Did you actually read what I posted? I said the type of thinking that birthed the Olympics is the same train of thought that led to WWI and to WWII. That is, nationalism and social darwinism, and those have a specific context. The Olympics are a product of their time, about proving your country has more gold medals and are therefore more superior to your rivals. That sort of "uber-mensch" mentality was usually measured physically, as even when it came down to smarts they were still physically measuring brain sections to determine that at the time.
zombie84 said:
before the birth of nation-states in the 19th century found a political vehicle under the guise of entertainment,
guise of entertainment??? it IS entertaining. it fun! deal with i.t
As I said, the purpose of the Olympics first and foremost was political, and it still is. It's not about the sport itself, otherwise people wouldn't be cheering for their own country regardless of the event or ability of its own athletes. It's about "my country" versus "your country", and that makes it a political competition which is justified by being entertaining.
zombie84 said:
so they resurrected a two thousand year old competition to excuse nationistic competition, and ultiumately eugenics.
eugenics??????
Yes, as I said, the Olympics were born out of the social darwinism movement. That movement is where the Nazi got their ideology for the holocaust, those ideas had been brewing since the late 19th century, and you can even see it in the writings of Nietzche (that's where his Super-Man theory came from). It's also no surprise that all of these things are tied up with the nationalism movement, which was still pretty new at the time.
zombie84 said:
but seriously, who the fuck cares if Bulgarians can jump higher than Norweigans?
its fun?
Athletic competition is fun. People wearing their flags and competing...what's the point? What's the point of specifically proving that a Bulgarian can jump higher than a Norweigan, for instance, rather than this exceptional individual can jump higher than this other exceptional individual? Does it means Bulgarians are better than Norweigans? If not, then what's the point of having everyone represent their country and wearing their flags? Why do we rank countries for their medals? It's the arbitrary nationalistic angle that doesn't make sense to me, and that's the entire point of the Olympics.
zombie84 said:
It's a stupid, stupid appendege of a time when there was slavery, eugenics and nationalism.
this statement is just asinine.
It's actually accurate if you knew a bit more about the politics of the time. The causes behind slavery didn't go away when Lincoln decided to make it illegal because it was a socio-political one and not something just in the law. That's why, even after slavery went away, you still had colonialism. And that's also where social darwinism came from, because now they could justify cultural superiority using science (they thought), and of course it's no surprise that nationalism as a movement comes out of the same time. And what do you know, around the same time they decided to use an ancient game competition to prove which country was better. And that train of thought persisted. That's one of the causes of WWI, and that line of thinking, which had been culturally ingrained for generations by the time, is what led in part to the Holocaust of WWII. And vestiges of that still survive because we still have nationism as personified by the Olympics (we also still have racism).
zombie84 said:
Also, when the Greeks competed it was at the city-state level,
that's because Greece was the only country involved!!! and please remember the ancient Greeks never considered Greece to be one country. They considered each city-state a separate country. So when Athens competed against Sparta, it was the equivalent of two nations competing against each other.
That was my whole point about geography. For a North American, it doesn't make sense for our countries to have a single team over such a huge expanse any more than it would be to have "Team EU" versus "Team West Asia."

RECORDED INFORMATION.
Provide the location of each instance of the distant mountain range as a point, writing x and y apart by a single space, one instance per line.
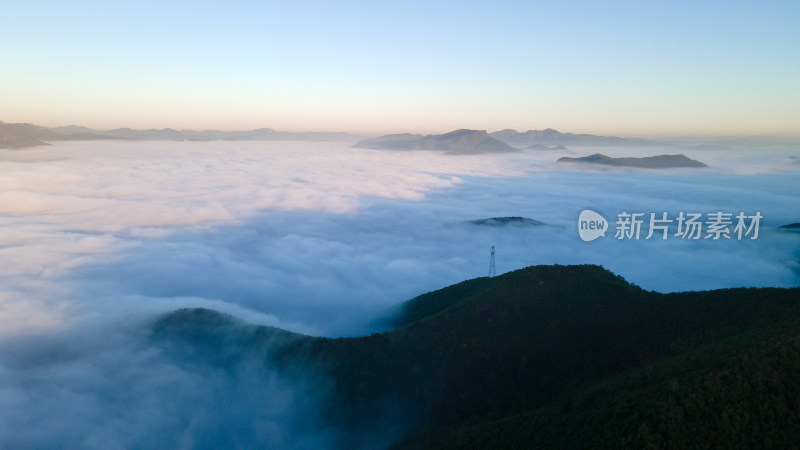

EXERCISE TASKS.
[1] Decide whether each statement agrees with the Olympics discussion. (a) Each ancient Greek city-state was seen as a separate country. (b) The Olympics grew out of the social darwinism movement. (c) One speaker says athletic competition is not fun.
[2] Carry the Olympics discussion forward from its final sentence.

ANSWERS PER TASK.
[1]
(a) Yes: "They considered each city-state a separate country."
(b) Yes: "the Olympics were born out of the social darwinism movement."
(c) No: "Athletic competition is fun."

[2]
zombie84 said:
so it would be like Los Angeles versus Berlin,
I supposed it could work, but there would be alot more Olympic teams required. You'd have to divide the USA, Canada, Russia, China, Australia?, Mexico? into dozens of different teams. It would get very complicated. To me, why not just keep the system that has worked for past over 100 years. Yeah, maybe it hold over from a different time, but so what? whatever evil things it might have fostered in the past, today it fostered peace.
Oh, it wouldn't really be practical, I was really just illustrating a point. Most countries in the world are about as big as some states in the US and smaller than most provinces in Canada, I think North American countries are the only example when it would be fairer to divide the competition into regional teams, i.e. one for each state, or divy major cities into city-states sized regions, sort of like they do in the NHL or NFL or any other sport organization around here.
zombie84 said:
and not USA versus Germany, which would seem nonsensical and idiotic to the ancient Greeks.
you sure about that? and even if it would seem nonsensical to them, so what?
For starters, there was no such thing as countries back then. And that's my whole point. The Greeks had allegiance to their city-state, because that is the geographic size that a real community can actually sustain, once you start getting bigger than that it becomes de-personalized or too complex because it's too large a region to pretend that everyone is similar or that everyone is from the same "place," which is my problem with the USA and Canada.
I'll give you a further example: here in Toronto we had in the 1990s a process called "amalgamation." This decided that the cities of North York, Scarborough, East York and Etobicoke were now actually part of the city of Toronto. It's been a social and political disaster, because the values and needs of someone living "downtown" (really, "Old Toronto", or Toronto circa 1980) are very different from the suburban culture of people living on the outer regions (which were not considered to be part of Toronto until around the 1990s and were formerly their own cities).
But it also underscores the more important point that I was making: "USA versus Germany" would not make sense to the ancient Greeks because there was no such thing as a country the way we understand that term today. The whole idea of a nation state is very, very recent. It came out of the modern era. And that's why I frankly don't give a shit. It's lines on a map, and as little as a few hundred years ago those lines and hence those countries didn't exist because there was no such thing as a nation-state until recently. When the Olympics first started there were lines on a map that said some people were Prussian. Well, Prussia doesn't exist any more--but the people that once called themselves Prussian still exist. But now their governments have convinced them that they are actually German and that they should be cheering for Germany, but depending on where they were some "Prussians" were living in land that now belongs to Poland, so those people are told to cheer for Poland because that's "their country." So people living in the same area a hundred years ago would be cheering for a different country's team, and it's just because the lines on the map changed for political reasons. And that's what it comes down to. Those map lines are completely arbitrary, and that's why the Olympics is just a politcal competition in the form of entertainment. But if you think about it, and if you know history, it is pretty nonsensical.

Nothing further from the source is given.